__ASSIGNED TASK 1__. Copy the passage of the Disruptor pattern page from "Skip to content" up to and including "to write code.", word for word.

__DOCUMENT SECTION__.
· · ·
Skip to content

The Disruptor Pattern

Internals — for context only

This page describes how the C++ engine delivers events between threads. If you write strategies in Python, Node.js, or Codon, you don't see any of this directly — you just receive events in your callbacks. Read this if you want to understand why FLOX scales the way it does, not because you need it to write code.

Why FLOX uses ring buffers for event delivery.

The Problem

Traditional publish-subscribe systems have bottlenecks:

flowchart LR
    P[Producer] --> Q[Queue]
    Q --> C[Consumer]
    Q -.->|Contention| X[Locks<br/>Allocations<br/>Cache misses]

For each event:

  1. Lock acquisition — Wait for mutex
  2. Memory allocation — Create queue node
  3. Cache invalidation — Producer and consumer fight over cache lines

At millions of events per second, these costs add up.
· · ·
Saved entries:

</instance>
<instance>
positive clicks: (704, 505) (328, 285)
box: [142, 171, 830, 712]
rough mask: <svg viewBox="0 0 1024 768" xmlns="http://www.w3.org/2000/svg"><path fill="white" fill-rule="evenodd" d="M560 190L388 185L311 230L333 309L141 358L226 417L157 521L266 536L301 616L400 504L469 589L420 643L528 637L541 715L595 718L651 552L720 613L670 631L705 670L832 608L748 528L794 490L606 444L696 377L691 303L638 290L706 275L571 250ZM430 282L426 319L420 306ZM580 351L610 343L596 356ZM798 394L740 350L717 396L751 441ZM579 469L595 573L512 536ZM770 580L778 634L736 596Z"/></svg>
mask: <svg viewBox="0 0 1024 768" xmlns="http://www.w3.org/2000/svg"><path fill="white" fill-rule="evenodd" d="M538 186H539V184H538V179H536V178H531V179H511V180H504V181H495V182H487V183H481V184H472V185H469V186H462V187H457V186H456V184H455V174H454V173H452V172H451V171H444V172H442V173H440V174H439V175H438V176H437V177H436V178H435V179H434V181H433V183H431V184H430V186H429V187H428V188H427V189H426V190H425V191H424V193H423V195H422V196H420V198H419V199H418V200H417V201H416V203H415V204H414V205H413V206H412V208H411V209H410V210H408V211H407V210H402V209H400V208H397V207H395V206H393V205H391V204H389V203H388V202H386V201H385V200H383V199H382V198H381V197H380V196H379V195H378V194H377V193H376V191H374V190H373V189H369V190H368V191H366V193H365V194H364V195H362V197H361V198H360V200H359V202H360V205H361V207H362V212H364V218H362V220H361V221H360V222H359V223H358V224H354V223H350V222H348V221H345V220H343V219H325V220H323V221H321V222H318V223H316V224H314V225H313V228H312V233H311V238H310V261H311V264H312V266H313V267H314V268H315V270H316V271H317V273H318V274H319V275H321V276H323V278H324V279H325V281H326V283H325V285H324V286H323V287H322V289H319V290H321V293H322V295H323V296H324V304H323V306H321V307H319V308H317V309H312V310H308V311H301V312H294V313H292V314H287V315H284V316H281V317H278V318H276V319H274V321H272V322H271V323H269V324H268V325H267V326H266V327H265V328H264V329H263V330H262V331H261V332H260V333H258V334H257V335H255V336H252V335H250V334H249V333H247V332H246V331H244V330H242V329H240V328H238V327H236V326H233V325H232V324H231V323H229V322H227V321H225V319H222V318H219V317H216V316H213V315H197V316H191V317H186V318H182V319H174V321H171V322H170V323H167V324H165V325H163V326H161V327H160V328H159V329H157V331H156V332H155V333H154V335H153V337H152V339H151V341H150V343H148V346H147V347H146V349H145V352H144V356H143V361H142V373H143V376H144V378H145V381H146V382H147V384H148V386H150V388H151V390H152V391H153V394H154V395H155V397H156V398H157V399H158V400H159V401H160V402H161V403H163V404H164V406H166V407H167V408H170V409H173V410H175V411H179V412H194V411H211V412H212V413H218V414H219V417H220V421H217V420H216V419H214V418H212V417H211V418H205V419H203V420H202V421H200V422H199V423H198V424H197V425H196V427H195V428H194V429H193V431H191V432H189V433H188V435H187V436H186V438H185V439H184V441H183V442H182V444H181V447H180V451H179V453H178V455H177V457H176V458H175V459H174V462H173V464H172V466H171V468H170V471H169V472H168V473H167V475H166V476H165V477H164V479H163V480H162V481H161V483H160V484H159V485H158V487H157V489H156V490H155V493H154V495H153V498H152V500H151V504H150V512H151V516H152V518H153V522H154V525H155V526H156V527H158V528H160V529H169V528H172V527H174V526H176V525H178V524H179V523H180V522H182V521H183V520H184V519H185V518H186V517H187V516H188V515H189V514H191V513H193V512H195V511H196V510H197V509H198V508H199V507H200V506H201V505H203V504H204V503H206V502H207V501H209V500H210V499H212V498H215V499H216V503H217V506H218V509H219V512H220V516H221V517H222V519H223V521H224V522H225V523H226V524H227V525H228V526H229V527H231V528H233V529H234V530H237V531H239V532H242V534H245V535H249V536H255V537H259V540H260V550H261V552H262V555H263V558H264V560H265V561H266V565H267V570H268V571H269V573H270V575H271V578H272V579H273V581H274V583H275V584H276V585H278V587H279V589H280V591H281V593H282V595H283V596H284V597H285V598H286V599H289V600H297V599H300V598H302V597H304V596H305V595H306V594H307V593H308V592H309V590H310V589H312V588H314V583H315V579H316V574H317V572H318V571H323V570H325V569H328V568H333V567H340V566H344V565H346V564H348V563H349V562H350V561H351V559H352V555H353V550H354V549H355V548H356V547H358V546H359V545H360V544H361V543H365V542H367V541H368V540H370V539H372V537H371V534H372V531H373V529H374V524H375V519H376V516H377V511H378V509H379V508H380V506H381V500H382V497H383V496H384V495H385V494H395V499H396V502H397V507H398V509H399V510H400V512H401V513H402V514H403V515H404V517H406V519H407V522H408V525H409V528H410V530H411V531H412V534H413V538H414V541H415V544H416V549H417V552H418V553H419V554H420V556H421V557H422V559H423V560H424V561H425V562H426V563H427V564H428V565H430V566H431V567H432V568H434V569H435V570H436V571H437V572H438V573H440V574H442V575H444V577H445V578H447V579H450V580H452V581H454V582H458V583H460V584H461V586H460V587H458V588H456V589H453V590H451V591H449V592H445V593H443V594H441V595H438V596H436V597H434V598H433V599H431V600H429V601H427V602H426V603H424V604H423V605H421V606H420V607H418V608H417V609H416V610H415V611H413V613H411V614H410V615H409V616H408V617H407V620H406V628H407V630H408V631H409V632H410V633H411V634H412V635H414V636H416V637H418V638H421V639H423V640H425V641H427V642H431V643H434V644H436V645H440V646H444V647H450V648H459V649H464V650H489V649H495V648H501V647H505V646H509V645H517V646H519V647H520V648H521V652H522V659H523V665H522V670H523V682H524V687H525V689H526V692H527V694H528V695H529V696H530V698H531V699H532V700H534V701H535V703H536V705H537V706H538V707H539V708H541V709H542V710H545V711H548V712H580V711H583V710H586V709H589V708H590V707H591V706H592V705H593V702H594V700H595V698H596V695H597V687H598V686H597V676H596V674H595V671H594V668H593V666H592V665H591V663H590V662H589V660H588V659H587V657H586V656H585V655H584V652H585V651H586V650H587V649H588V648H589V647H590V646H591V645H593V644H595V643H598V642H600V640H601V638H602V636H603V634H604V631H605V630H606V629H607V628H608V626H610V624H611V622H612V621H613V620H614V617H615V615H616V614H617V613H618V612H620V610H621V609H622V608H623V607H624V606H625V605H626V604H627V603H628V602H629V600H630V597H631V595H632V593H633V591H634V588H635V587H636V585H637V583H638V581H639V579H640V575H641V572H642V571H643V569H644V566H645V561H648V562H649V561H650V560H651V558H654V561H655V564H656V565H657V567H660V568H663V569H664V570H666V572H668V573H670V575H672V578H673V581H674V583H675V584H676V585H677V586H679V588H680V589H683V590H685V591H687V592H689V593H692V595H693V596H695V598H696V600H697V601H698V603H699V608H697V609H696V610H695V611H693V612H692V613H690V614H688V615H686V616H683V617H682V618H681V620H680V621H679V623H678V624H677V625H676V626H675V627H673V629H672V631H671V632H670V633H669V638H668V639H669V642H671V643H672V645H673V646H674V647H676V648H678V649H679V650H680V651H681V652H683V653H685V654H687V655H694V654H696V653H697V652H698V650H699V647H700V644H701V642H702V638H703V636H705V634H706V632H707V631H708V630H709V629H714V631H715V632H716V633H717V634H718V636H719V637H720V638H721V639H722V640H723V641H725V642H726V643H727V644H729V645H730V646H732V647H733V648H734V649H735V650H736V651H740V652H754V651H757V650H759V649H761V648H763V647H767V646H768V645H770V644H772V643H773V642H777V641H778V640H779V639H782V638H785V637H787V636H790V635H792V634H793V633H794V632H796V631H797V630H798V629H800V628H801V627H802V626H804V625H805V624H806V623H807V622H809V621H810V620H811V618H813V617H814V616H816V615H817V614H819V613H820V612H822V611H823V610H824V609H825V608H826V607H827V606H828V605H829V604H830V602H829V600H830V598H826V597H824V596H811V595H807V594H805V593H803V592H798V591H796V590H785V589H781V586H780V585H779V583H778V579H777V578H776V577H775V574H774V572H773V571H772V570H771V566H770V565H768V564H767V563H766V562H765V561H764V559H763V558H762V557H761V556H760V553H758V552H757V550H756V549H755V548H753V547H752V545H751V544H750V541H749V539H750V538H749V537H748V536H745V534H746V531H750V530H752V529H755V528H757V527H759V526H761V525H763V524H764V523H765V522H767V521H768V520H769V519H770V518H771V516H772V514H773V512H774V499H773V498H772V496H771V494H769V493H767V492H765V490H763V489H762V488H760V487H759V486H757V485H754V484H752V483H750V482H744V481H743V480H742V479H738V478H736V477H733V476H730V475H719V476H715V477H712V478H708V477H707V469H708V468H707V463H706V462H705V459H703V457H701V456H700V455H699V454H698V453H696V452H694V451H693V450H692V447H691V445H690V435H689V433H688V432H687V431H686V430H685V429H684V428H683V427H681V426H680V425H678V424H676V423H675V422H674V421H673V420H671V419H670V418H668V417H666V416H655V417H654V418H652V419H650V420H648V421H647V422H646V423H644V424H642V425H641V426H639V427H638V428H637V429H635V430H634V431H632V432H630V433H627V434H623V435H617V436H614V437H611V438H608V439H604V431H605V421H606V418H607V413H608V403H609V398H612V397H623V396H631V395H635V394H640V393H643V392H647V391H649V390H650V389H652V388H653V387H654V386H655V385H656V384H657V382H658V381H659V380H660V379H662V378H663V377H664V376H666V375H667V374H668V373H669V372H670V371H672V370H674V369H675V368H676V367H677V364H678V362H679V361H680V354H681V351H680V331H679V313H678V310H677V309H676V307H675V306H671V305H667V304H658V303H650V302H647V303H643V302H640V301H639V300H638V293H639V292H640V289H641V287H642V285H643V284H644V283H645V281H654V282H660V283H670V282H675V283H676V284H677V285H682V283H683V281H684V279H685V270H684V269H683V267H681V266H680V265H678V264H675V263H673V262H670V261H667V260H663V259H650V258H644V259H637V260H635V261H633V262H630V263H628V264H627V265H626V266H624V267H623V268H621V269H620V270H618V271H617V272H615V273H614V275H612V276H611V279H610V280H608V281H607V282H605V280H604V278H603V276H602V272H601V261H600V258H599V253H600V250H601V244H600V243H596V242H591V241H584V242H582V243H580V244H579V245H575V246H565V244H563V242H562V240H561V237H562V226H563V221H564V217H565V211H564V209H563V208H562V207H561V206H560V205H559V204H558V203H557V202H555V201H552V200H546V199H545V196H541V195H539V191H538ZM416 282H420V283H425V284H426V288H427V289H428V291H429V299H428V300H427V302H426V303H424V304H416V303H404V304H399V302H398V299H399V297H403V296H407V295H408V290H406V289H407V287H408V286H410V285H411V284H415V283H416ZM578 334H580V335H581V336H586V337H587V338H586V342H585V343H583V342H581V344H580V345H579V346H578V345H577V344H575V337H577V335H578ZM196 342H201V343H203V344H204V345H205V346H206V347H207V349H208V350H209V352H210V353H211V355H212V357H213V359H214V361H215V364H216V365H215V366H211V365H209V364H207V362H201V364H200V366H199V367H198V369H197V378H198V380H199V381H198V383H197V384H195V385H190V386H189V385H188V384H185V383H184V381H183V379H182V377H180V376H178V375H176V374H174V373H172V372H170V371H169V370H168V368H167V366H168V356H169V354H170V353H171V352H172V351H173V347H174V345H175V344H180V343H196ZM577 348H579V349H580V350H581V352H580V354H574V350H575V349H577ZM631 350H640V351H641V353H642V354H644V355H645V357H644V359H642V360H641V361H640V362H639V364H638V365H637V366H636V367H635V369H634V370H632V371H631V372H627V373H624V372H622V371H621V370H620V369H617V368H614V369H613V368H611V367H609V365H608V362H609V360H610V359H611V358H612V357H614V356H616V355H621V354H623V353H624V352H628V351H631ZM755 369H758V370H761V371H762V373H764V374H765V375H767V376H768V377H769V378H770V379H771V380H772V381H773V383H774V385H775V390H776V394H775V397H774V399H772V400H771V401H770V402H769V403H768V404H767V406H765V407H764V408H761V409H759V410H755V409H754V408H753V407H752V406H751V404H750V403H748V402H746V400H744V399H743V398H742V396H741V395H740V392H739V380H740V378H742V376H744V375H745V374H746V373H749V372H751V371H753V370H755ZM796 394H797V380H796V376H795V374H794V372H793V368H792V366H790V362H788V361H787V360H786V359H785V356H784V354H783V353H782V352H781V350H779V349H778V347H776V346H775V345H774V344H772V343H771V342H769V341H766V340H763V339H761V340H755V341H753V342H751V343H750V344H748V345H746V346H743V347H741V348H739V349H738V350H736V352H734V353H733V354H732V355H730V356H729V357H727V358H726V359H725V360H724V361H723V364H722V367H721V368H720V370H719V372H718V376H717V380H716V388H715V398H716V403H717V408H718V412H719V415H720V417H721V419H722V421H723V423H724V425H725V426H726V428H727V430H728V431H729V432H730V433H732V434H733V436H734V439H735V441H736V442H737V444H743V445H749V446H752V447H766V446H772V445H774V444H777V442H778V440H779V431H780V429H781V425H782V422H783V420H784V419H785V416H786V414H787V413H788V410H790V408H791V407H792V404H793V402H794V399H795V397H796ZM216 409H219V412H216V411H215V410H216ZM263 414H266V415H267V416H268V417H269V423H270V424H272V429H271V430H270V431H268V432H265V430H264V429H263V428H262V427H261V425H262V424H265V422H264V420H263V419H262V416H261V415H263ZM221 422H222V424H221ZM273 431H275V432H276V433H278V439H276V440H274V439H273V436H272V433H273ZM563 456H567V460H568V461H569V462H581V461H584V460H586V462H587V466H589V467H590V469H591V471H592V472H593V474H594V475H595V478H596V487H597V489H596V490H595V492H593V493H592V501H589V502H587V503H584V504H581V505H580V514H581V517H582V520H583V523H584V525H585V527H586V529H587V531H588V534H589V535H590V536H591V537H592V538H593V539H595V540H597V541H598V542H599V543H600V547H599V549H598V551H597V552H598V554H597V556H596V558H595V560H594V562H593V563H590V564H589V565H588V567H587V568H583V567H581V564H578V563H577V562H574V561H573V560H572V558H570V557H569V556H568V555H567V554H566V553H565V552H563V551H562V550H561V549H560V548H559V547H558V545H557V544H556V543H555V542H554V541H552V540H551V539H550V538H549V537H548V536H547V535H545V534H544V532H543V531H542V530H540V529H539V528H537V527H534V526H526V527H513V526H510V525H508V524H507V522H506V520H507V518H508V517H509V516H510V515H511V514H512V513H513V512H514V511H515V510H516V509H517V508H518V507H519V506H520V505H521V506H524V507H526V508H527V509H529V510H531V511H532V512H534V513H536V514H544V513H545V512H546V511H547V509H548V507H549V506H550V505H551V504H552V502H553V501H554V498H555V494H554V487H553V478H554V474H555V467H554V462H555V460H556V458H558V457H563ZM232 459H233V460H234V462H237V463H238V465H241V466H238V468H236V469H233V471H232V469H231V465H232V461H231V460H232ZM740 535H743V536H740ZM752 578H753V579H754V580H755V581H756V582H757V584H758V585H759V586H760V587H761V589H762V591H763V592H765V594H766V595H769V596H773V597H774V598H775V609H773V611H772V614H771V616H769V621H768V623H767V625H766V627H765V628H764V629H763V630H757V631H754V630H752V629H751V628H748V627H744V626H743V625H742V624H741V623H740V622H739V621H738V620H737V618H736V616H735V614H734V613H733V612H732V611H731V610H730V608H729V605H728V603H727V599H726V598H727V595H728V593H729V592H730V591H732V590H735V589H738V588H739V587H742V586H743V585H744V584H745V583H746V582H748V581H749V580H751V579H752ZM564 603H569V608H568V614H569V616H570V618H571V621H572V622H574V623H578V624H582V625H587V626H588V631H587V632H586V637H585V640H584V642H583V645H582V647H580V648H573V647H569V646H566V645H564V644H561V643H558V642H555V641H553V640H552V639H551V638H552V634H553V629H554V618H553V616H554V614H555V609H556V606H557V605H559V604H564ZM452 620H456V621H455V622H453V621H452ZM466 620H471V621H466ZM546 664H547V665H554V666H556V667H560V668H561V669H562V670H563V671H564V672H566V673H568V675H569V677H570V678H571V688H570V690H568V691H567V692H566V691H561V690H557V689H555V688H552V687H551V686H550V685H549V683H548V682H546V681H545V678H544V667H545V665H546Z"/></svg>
· · ·
__ASSIGNED TASK 2__. Repeat the rows word for word, from their first line up to and including the line with "rough mask: <svg".

__TASK RESULT 1__.
Skip to content

The Disruptor Pattern

Internals — for context only

This page describes how the C++ engine delivers events between threads. If you write strategies in Python, Node.js, or Codon, you don't see any of this directly — you just receive events in your callbacks. Read this if you want to understand why FLOX scales the way it does, not because you need it to write code.

__TASK RESULT 2__.
</instance>
<instance>
positive clicks: (704, 505) (328, 285)
box: [142, 171, 830, 712]
rough mask: <svg viewBox="0 0 1024 768" xmlns="http://www.w3.org/2000/svg"><path fill="white" fill-rule="evenodd" d="M560 190L388 185L311 230L333 309L141 358L226 417L157 521L266 536L301 616L400 504L469 589L420 643L528 637L541 715L595 718L651 552L720 613L670 631L705 670L832 608L748 528L794 490L606 444L696 377L691 303L638 290L706 275L571 250ZM430 282L426 319L420 306ZM580 351L610 343L596 356ZM798 394L740 350L717 396L751 441ZM579 469L595 573L512 536ZM770 580L778 634L736 596Z"/></svg>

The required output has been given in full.